++++ PAGE EXCERPT ++++
Once again, death entered the equation. But so did religion, spirituality and faith. We talked about so much distraction in the world when I mentioned I was Quaker and, for the most part, we wait in silence listening for God. That captivated Scott. He is an informal student of religion and open to new ideas. Scott and Amanda actually met at church. He spotted her all in black, beautifully playing the trumpet, when they were both pretty young.
It was a very even exchange of listening and being listened to: a rare gift, especially in the care of complete strangers. But then, were they – really? Scott didn't think so. Upon parting, which we were disinclined to do, he said he had felt not only blessed by the encounter, but certain we were supposed to meet. "Usually, we just get our coffee and go," he said. "But something told me to comment on your keycard; not what I'd normally do."
++++ ROWS ++++
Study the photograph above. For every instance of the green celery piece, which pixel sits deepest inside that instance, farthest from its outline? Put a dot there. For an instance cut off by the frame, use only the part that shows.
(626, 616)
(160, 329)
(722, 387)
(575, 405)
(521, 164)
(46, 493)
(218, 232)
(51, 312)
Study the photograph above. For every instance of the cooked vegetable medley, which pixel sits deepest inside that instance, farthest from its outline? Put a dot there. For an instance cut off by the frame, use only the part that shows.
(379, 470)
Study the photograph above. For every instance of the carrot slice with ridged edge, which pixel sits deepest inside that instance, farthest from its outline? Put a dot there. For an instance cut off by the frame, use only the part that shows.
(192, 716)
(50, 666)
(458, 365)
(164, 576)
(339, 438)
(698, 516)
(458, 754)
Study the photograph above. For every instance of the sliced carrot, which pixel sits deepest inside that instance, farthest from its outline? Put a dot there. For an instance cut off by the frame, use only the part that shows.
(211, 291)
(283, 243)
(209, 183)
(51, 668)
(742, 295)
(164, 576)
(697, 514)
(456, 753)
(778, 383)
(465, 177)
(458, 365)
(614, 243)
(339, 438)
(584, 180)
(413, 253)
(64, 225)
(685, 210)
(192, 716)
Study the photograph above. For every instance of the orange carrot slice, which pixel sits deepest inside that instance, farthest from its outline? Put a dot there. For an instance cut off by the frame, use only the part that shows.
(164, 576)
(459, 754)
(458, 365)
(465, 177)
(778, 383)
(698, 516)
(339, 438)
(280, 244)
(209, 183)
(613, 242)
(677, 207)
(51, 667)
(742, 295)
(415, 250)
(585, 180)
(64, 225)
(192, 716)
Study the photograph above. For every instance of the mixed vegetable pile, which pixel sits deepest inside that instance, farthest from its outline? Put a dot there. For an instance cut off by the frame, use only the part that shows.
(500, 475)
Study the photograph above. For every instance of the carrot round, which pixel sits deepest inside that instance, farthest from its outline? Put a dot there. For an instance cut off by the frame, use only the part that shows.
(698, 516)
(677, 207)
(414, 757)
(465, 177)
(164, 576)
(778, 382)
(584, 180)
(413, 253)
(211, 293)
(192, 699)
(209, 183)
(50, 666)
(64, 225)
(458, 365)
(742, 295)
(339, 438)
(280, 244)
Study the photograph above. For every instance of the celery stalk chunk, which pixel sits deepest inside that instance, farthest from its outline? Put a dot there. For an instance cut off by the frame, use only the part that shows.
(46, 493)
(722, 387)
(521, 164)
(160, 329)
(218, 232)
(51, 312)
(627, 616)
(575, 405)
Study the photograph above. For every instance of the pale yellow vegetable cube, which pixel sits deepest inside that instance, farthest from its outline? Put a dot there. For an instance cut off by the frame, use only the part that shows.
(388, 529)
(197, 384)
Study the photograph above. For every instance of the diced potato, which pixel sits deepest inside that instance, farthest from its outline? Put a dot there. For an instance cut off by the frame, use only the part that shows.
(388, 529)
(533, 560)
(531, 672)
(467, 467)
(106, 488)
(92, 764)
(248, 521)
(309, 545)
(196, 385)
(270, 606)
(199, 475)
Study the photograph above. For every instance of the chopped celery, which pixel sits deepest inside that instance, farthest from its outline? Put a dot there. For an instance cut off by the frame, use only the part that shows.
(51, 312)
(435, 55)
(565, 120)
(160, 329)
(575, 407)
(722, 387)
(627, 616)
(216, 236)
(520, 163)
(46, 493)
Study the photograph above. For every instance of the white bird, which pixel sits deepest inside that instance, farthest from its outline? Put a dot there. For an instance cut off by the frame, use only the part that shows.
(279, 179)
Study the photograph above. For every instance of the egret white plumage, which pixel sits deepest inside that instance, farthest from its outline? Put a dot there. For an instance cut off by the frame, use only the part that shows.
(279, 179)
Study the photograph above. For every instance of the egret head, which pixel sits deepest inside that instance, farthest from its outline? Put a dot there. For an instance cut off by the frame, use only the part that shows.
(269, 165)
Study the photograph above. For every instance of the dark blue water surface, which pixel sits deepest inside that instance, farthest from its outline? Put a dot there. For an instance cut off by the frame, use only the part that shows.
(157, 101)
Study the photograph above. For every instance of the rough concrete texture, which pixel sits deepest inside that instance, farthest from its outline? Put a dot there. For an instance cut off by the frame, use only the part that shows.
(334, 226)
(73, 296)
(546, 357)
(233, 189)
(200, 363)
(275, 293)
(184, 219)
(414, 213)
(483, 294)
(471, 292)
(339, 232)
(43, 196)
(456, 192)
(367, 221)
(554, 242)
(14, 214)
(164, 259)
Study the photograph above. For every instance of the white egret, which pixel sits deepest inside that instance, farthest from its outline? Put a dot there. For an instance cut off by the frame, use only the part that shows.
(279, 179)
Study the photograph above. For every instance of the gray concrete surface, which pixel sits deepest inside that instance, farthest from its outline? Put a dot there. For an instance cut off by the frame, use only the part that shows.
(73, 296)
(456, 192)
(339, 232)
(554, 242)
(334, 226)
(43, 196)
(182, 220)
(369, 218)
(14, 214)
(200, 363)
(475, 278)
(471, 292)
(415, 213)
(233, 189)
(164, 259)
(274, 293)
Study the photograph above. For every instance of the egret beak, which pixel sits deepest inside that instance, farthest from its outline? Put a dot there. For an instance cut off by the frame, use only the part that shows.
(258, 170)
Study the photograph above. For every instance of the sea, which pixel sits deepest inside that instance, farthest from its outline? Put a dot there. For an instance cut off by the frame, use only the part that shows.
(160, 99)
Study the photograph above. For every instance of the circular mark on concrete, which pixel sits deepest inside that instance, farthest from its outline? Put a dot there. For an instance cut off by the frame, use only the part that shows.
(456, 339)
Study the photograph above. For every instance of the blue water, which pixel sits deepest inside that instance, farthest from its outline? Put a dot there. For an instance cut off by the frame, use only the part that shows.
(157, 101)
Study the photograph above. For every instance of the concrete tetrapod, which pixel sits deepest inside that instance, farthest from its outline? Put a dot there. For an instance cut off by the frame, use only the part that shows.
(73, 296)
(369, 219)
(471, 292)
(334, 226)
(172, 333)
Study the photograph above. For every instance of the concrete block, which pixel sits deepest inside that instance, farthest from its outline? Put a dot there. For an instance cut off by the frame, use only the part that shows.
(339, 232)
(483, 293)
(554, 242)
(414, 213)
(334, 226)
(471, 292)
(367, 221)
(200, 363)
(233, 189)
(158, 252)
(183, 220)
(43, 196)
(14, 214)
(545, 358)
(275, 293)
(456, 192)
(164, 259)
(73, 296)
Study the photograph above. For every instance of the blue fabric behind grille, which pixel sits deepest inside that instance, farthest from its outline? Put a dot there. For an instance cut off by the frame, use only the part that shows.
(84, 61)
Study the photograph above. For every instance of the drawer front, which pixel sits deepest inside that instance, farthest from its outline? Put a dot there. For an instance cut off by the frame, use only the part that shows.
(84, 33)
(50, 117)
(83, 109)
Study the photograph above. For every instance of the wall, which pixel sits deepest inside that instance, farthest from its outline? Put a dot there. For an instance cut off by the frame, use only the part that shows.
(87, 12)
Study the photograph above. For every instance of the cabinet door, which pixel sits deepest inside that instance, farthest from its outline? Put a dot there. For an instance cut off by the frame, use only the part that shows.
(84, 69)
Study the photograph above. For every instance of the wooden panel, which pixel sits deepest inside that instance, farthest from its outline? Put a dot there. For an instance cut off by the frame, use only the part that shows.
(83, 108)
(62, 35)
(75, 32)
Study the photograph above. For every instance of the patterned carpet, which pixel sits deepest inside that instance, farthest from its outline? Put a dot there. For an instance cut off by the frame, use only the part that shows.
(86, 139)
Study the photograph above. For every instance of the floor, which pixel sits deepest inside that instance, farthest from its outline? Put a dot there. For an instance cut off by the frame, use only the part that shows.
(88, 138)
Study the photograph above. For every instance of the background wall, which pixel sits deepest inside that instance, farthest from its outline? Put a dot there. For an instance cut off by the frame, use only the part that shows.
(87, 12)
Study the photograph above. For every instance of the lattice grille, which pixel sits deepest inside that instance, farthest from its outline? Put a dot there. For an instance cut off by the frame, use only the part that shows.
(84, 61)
++++
◆ **WHAT IS NEEDED**: Using the page excerpt about meeting Scott and Amanda, list everything its first two sentences say entered the equation.

◆ **THE RESULT**: death, religion, spirituality, faith